Stored data entries:

+ + + + +

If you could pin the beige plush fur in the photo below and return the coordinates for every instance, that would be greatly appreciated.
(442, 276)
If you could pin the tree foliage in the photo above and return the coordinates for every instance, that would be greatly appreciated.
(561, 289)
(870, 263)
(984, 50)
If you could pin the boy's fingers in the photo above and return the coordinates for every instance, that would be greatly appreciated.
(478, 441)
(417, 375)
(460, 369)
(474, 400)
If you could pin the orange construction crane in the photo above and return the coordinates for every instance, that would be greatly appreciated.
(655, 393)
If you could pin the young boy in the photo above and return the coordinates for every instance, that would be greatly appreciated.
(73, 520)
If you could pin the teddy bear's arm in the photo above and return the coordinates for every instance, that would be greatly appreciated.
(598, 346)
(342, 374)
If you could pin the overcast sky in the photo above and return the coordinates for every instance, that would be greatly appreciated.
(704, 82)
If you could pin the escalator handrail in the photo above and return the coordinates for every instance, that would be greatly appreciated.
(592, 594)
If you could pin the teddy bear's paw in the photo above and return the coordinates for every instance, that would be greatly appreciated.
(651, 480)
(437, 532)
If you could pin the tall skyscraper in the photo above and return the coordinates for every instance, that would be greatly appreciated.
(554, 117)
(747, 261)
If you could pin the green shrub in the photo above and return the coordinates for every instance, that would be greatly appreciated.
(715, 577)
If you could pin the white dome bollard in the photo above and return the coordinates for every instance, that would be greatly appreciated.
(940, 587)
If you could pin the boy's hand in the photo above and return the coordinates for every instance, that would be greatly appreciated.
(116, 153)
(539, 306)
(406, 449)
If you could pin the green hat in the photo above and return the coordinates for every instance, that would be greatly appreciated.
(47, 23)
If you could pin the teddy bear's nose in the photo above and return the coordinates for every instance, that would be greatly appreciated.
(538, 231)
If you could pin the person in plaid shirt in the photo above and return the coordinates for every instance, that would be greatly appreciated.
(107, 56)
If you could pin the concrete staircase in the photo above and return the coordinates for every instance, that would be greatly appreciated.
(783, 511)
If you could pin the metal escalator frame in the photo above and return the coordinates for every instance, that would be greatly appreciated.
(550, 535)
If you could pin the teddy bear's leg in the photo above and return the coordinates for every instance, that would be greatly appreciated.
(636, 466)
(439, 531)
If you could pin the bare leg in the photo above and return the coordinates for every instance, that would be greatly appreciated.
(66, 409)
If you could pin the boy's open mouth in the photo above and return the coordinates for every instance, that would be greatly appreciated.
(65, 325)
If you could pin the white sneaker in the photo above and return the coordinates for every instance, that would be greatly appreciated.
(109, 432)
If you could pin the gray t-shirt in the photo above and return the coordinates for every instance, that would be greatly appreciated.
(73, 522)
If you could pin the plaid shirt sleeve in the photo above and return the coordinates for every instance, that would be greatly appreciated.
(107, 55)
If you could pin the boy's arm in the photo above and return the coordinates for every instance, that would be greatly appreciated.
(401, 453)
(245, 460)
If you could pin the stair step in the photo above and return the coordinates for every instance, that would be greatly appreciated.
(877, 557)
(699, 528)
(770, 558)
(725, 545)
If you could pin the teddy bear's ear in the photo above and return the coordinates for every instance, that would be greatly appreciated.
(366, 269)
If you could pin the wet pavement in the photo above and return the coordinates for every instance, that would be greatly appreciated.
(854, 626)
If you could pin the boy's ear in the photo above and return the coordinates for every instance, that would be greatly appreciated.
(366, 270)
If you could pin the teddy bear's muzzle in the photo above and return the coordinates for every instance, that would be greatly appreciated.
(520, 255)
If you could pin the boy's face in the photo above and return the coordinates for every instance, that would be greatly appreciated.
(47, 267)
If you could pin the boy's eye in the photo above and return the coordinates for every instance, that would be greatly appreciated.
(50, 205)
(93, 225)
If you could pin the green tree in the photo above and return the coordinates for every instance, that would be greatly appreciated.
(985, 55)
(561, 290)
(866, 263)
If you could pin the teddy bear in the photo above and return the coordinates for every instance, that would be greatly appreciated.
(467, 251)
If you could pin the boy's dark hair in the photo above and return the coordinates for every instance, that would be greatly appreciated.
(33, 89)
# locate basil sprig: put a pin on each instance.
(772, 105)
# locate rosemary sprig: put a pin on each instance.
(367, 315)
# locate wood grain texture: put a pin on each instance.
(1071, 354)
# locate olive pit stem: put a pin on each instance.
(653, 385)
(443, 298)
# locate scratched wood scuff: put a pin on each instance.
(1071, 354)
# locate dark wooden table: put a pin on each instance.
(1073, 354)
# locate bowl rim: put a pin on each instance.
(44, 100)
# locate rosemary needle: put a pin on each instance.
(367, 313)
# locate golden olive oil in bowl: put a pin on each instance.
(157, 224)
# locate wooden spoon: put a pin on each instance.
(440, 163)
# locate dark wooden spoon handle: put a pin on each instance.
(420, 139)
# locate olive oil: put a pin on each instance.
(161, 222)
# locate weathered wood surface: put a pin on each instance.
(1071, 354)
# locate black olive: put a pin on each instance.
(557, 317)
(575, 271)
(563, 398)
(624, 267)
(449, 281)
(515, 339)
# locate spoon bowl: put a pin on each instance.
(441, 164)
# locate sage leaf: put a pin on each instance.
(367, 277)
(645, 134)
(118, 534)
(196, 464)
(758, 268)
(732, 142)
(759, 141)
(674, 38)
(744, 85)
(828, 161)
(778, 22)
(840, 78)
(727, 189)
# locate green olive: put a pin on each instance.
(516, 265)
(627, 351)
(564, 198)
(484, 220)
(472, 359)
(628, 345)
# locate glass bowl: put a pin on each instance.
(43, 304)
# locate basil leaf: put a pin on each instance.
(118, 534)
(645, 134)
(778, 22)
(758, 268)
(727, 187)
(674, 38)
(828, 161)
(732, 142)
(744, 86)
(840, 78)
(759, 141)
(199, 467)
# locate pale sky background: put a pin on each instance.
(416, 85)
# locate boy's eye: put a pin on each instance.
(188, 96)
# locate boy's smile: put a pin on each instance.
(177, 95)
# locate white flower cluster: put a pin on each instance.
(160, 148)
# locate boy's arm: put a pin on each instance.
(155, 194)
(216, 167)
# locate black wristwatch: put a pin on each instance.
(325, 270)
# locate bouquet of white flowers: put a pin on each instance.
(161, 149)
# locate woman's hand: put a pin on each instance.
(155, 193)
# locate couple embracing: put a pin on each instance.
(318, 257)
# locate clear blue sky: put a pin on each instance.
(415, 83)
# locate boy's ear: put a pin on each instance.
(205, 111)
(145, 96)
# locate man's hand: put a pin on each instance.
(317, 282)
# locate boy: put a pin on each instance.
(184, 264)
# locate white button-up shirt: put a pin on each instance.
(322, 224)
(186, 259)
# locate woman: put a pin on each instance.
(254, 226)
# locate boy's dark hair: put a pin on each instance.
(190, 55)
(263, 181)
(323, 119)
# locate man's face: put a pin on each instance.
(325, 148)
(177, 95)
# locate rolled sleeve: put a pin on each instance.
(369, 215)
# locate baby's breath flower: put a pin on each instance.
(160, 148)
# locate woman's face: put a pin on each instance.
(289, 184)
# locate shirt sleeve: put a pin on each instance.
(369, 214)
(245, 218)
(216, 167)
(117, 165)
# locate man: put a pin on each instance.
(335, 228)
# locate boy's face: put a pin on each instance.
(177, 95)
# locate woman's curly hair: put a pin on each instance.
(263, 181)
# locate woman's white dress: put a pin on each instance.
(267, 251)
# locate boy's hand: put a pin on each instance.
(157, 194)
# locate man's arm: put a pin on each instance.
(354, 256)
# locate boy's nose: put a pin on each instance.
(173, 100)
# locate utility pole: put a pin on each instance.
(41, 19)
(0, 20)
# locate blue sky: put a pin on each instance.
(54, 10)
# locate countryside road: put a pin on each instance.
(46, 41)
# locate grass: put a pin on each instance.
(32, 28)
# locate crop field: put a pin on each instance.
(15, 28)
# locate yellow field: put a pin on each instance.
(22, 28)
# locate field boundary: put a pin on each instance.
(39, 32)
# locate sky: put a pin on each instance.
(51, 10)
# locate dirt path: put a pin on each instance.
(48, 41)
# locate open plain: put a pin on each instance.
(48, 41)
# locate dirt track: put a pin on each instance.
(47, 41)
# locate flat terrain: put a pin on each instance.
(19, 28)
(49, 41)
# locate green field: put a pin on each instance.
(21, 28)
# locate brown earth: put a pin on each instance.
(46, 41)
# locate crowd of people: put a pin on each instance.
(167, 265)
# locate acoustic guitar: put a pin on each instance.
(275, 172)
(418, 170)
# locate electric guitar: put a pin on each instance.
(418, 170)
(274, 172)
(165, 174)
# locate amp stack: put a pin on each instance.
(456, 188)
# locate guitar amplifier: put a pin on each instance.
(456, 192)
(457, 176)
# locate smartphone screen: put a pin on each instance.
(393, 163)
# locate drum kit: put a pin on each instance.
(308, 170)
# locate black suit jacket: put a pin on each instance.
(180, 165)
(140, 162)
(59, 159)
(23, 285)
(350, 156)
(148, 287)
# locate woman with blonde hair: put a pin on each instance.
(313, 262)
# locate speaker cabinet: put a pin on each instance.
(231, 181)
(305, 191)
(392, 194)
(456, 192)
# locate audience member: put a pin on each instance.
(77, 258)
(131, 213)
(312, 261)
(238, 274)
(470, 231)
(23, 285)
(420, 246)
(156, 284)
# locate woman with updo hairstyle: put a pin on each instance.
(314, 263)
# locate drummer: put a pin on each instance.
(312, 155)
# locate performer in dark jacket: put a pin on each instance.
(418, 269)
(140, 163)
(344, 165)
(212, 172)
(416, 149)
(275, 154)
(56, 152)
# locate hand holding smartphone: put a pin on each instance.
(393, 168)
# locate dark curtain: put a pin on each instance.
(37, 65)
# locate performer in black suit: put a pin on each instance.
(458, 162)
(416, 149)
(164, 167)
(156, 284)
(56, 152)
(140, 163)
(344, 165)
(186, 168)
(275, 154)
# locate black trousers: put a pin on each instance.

+ + + + +

Work task: Your answer should consist only of the lines from the one with "# locate dark curtain: put" through the end of the data above, reproduced exactly.

Solution for this task:
# locate dark curtain: put a pin on each instance.
(37, 65)
# locate performer in black suit: put a pin on each instance.
(458, 162)
(416, 149)
(164, 167)
(156, 284)
(56, 152)
(140, 163)
(344, 165)
(186, 168)
(275, 154)
# locate black trousers: put a pin on each instance.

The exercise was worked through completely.